▸ **Task to complete**: Scan the records for the string "query"; copy each line where it occurs.

▸ **Given records**:
^^^^
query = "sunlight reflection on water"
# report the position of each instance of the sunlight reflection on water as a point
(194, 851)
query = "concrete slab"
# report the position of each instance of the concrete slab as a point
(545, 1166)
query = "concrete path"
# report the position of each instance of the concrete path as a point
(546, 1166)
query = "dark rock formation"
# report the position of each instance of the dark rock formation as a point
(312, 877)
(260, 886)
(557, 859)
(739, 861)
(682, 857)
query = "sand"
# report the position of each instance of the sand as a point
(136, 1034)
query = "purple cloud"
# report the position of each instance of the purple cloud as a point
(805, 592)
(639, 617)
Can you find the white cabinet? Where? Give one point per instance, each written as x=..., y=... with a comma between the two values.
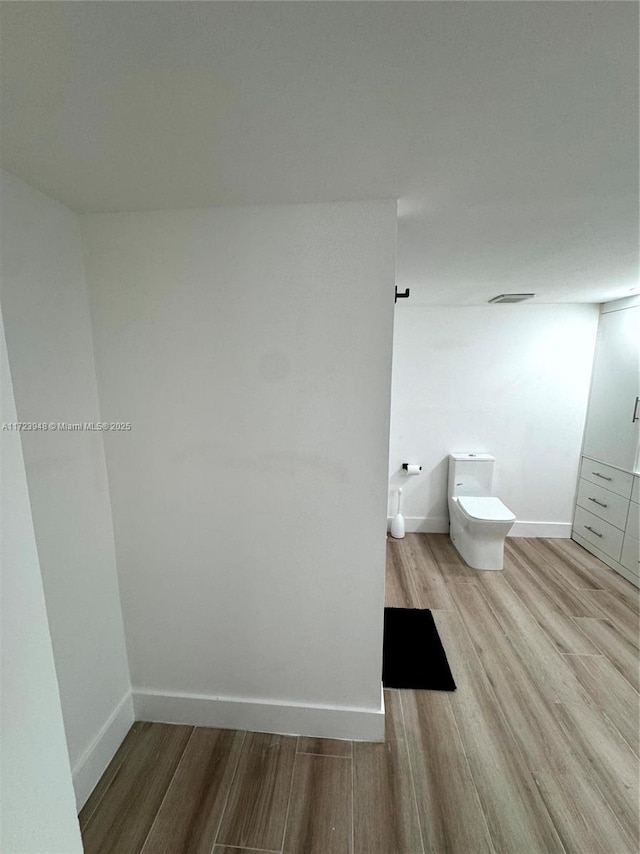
x=611, y=434
x=607, y=508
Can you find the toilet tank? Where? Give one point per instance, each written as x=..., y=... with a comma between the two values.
x=470, y=474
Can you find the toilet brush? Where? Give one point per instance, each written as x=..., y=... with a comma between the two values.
x=397, y=523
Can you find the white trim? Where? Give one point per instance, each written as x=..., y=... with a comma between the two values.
x=423, y=524
x=554, y=530
x=93, y=762
x=357, y=724
x=440, y=525
x=619, y=304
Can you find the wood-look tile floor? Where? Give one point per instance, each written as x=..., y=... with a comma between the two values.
x=536, y=751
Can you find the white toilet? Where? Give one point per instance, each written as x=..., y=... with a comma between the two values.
x=479, y=522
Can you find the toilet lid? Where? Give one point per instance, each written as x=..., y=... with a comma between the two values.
x=488, y=508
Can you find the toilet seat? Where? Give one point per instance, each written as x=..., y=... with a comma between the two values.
x=485, y=508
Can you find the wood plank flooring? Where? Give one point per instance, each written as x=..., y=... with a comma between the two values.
x=536, y=752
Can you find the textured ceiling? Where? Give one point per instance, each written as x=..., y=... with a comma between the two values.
x=507, y=130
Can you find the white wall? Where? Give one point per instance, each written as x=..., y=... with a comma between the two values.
x=250, y=348
x=48, y=329
x=510, y=380
x=38, y=808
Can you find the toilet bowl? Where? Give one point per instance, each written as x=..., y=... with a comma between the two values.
x=479, y=522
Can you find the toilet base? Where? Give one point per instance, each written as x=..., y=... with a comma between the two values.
x=480, y=554
x=480, y=545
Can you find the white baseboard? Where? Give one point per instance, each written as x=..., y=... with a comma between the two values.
x=440, y=525
x=553, y=530
x=260, y=715
x=423, y=524
x=93, y=762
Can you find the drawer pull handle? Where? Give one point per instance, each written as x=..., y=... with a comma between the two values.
x=589, y=528
x=599, y=503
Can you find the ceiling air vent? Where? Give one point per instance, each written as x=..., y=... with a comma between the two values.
x=512, y=297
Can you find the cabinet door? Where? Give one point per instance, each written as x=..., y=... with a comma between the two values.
x=610, y=433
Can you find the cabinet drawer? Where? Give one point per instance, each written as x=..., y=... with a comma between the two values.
x=633, y=520
x=630, y=557
x=598, y=532
x=606, y=476
x=607, y=505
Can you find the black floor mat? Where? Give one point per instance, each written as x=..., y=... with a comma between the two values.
x=413, y=655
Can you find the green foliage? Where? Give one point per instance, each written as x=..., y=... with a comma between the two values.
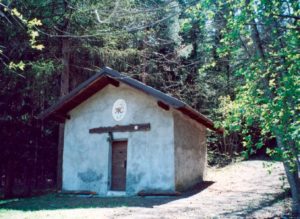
x=270, y=94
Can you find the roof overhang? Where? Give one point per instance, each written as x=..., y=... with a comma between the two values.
x=59, y=111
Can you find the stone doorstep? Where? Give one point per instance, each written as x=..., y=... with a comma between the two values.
x=116, y=193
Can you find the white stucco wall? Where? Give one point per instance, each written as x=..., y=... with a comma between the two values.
x=190, y=151
x=150, y=156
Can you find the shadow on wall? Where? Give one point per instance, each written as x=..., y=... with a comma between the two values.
x=54, y=202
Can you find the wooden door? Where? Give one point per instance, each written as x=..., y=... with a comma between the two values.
x=119, y=163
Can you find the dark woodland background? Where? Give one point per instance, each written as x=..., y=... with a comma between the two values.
x=166, y=44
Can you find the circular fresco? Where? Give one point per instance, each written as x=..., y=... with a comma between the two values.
x=119, y=109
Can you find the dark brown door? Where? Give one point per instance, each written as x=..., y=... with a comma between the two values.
x=119, y=163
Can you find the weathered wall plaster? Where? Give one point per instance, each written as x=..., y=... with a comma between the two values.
x=150, y=156
x=190, y=151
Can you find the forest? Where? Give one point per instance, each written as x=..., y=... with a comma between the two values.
x=235, y=61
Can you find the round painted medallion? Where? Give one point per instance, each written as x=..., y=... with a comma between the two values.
x=119, y=109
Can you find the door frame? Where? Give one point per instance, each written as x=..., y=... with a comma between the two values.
x=110, y=163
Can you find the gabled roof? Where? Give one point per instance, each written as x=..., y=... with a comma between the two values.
x=59, y=111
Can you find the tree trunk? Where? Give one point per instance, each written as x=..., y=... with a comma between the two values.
x=64, y=89
x=9, y=178
x=292, y=177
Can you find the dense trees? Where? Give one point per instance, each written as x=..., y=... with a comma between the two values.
x=246, y=52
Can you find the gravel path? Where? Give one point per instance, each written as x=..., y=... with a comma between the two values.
x=244, y=189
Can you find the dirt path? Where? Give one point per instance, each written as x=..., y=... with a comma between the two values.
x=243, y=189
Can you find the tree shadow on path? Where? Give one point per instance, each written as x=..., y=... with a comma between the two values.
x=54, y=201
^^^^
▸ **Answer box**:
query = "sunlight reflection on water"
query = "concrete slab"
query = "concrete path"
query = "dark rock formation"
query = "sand"
query = "purple cloud"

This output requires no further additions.